Tuesday 11 March 2014

The Interference of Waves - 1807

The English polymath scientist Thomas Young (1773-1829) studied languages, medicine and physics and his name is immortalised in a series of experiments showing the interference of waves. He presented his work on the wave nature of light to the Royal Society in 1803.    

In a recent poll amongst physicists about which experiments they rated the most beautiful the following results were found:

1. Young’s double-slit experiment applied to the interference of electrons by J├Ânsson (1961).
2. Galileo’s experiment on falling bodies (ca. 1590).
3. Millikan’s oil-drop experiment (1909).
4. Newton’s decomposition of sunlight with a prism (1665–1666).
5. Young’s light-interference experiment (1803).
6. Cavendish’s torsion-bar experiment (1798).
7. Eratosthenes’ measurement of the earth’s circumference (ca. 250 BC).
8. Galileo’s experiments with rolling balls down inclined planes (ca. 1608).
9. Rutherford’s discovery of the nucleus (1911).
10. Foucault’s pendulum (1851).

Thomas was not well known as a communicator of his science, nevertheless he composed a two volume set - A course of lectures on natural philosophy and the mechanical arts- published in 1807 (HERE)

From Volume 1 is Thomas's description of a ripple tank demonstration of interference in water waves.


p. 289

Many of the phenomena of waves may be very conveniently exhibited, by means of a wide and shallow vessel, with a bottom of glass, surrounded by sides inclined to the horizon, in order to avoid the confusion which would arise from the continual reflections produced by perpendicular surfaces, the waves may be excited by the vibrations of an elastic rod or wire, loaded with a weight, by means of which its motions may be made more or less rapid at pleasure; and the form and progress of the waves may be easily observed, by placing a light under the vessel, so that their shadows may fall on a white surface, extended in an inclined position above. In this manner the minutest inflections of the surface of the water may be made perfectly conspicuous. 

p. 290

When two equal series of circular waves, proceeding from centres near each other, begin their motions at the same time, they must so cross, each other, in some parts of their progress, that the elevations of the one series tend to fill up the depressions of the other; and this effect may be actually observed, by throwing two stones of equal size into a pond at the same instant; for we may easily distinguish, in favourable circumstances, the series of points in which this effect takes place, forming continued curves, in which the water remains smooth, while it is strongly agitated in the intermediate parts. These curves are of the kind denominated hyperbolas, each point of the curve being so situated with respect to its foci, as to be nearer to one than the other by a-certain constant distance. (Fig. 267.) 

Fig. 267. Two equal series of waves, diverging from the centres A and B, and crossing each other in such a manner, that in the lines tending towards C, D, E, and F, they counteract each other's effects, and the water remains nearly smooth, while in the intermediate spaces it is agitated.
____
YOUR INSTRUCTIONS
List every experiment in the poll ranking on the page on wave interference that is dated before 1700, and give each one's date. The material after this point is separate from the page on wave interference.

INFORMATION PROVIDED
____
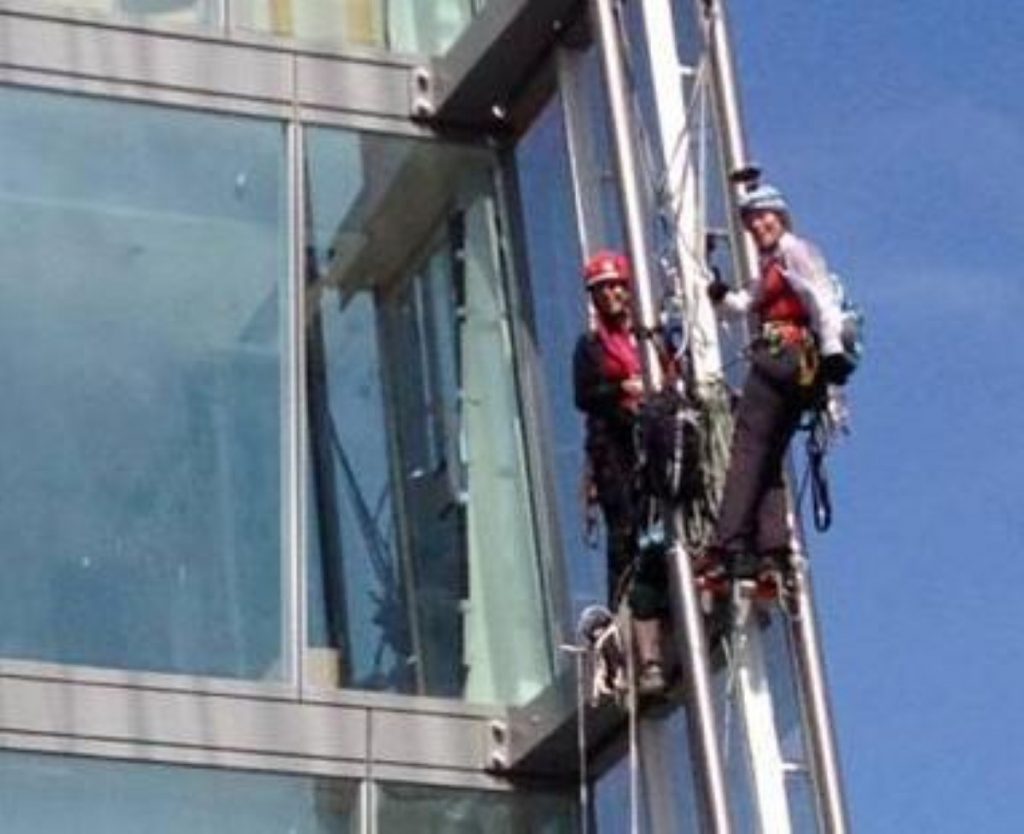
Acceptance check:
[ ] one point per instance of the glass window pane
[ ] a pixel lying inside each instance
____
SOLUTION FOR THIS EXERCISE
- Galileo's experiment on falling bodies (ca. 1590)
- Newton's decomposition of sunlight with a prism (1665–1666)
- Eratosthenes' measurement of the earth's circumference (ca. 250 BC)
- Galileo's experiments with rolling balls down inclined planes (ca. 1608)